* [Text excerpt]
Fort Swatara, built in 1755 during the French and Indian War (1754-1763), guarded a natural passage in the Blue Mountains of Pennsylvania called Swatara Gap, about a mile north of Lickdale, then called Union Forge.
The garrison was also known as “Smith’s Fort” after Captain Frederick Smith, one of its commanding officers. It was part of a defensive chain of forts that extended throughout the frontier of Colonial Pennsylvania.
Fort Swatara was the only stronghold of its type, constructed and stationed by military troops, during the French and Indian War in what is now Lebanon County.
Additionally, there were more than 10 private fortified houses in the area including Light’s Fort in Lebanon, Fort Zeller near Newmanstown, the Isaac Meier Homestead in Myerstown and George Gloninger’s Fort in Pleasant Hill, which are often mentioned as places of refuge.
The French and Indian War
The French and Indian War was a conflict in North America between the colonies of Great Britain and those of France.
Although each side used Native American allies, British colonists called the conflict the French and Indian War, now its standard historical name. The conflict is viewed by many historians as the American theater of the Seven Years’ War (1756-1763), which spanned much of the globe.
In North America, it primarily was a dispute over the control of the upper Ohio River Valley, which included the strategic junction of the Allegheny and Monongahela rivers, the lucrative fur trade, and the location of several French forts, especially Fort Duquesne (present-day Pittsburgh).
The war started in May 1754 with the Battle of Jumonville Glen (in what is now Fayette County, Pennsylvania) as colonial Virginia militiamen and their Native American allies, commanded by 22-year-old Lt. Colonel George Washington, ambushed a French scouting party. Washington’s forces took 20 prisoners and killed and scalped 10, including French commander Coulon de Jumonville, who was tomahawked to death by a British ally, Mingo (Iroquoian) chief Tanacharison.

* [Information given]
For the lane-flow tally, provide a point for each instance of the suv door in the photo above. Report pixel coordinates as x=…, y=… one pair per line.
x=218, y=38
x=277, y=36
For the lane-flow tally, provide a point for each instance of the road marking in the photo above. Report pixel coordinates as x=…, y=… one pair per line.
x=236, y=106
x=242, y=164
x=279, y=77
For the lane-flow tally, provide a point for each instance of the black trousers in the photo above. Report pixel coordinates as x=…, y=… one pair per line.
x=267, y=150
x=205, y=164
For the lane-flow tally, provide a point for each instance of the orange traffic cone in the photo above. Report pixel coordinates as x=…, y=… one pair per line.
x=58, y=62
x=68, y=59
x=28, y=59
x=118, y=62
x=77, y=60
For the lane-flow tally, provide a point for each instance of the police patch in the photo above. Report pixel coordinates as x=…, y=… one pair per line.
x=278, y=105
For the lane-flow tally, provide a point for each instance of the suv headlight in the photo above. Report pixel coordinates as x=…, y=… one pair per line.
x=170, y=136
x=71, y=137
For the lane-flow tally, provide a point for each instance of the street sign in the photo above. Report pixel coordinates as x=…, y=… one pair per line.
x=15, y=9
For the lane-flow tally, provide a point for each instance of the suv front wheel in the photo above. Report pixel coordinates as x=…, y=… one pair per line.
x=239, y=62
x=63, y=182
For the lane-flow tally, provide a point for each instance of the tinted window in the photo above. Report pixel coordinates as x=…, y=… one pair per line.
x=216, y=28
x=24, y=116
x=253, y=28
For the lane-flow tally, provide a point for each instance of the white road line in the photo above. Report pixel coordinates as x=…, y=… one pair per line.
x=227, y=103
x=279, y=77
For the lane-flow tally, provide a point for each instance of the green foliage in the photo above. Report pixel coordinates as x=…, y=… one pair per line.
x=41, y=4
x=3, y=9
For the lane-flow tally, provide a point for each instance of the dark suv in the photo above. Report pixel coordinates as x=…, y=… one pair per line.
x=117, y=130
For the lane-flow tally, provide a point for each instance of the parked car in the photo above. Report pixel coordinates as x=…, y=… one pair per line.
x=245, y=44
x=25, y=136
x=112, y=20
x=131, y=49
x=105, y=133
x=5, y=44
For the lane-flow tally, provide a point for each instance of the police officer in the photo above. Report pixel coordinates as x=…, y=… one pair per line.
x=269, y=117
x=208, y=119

* [What is asked]
1. In the Fort Swatara text, what was Lickdale called when the fort was built?
2. Why, according to the Fort Swatara text, was the garrison also known as "Smith's Fort"?
3. Write the next part of the Fort Swatara text, following on from its last sentence.

* [The responses]
1. Union Forge.

2. The garrison took the name "Smith's Fort" from Captain Frederick Smith, one of its commanding officers.

3.
Washington then built and took post at Fort Necessity in anticipation of a French counterattack. The fort was poorly located, as it was surrounded by higher hills and woods, which made it vulnerable to enemy fire. Its design was also inadequate as it was not much more than a rudimentary wooden stockade surrounded by a ditch. Washington’s forces were reinforced with a company of 100 regular British infantry and additional militia troops from Virginia, bringing his forces at Fort Necessity to a total of 393 troops.
On July 3, 1754, as expected, the French retaliated in what is now known as the Battle of Fort Necessity. A unit of 600 French regulars and Canadian militia, with about 100 natives, overwhelmed Washington’s troops, killing 31 and wounding 70. Washington was forced to surrender (the only time he ever surrendered during his military career). The French destroyed and burnt Fort Necessity, and Washington and his surviving troops were released on parole and marched back to Virginia.
It became clear to Great Britain’s King George II that irregular colonial militia were no match for the highly trained French regular army. General Edward Braddock was ordered to seize Fort Duquesne and expel all French settlers and their allies from British territorial claims. On July 9, 1755, Braddock’s British Army unit was ambushed and decisively defeated at the Battle of Monongahela. Braddock was mortally wounded and died a few days later.
Over the following four years, the British suffered a string of defeats including the Battle of Fort Oswego (1756) and the Siege of Fort William Henry (1757) as French ground troops outmaneuvered and dominated British regulars and colonial militia.
Great Britain’s fortunes turned as British statesman William Pitt assumed control of the British war effort in North America. Pitt recruited experienced and qualified officers and convinced the British Parliament to invest heavily in gaining control of Great Britain’s territorial claims in North America.
The superiority of the British Royal Navy soon was evident as a series of naval victories and blockades cut off the majority of French supplies and troop reinforcements. The war was bankrupting France, and King Louis XV was scrambling to find resources to support it. French morale deteriorated as they were being defeated by British forces who had learned successful frontier war tactics.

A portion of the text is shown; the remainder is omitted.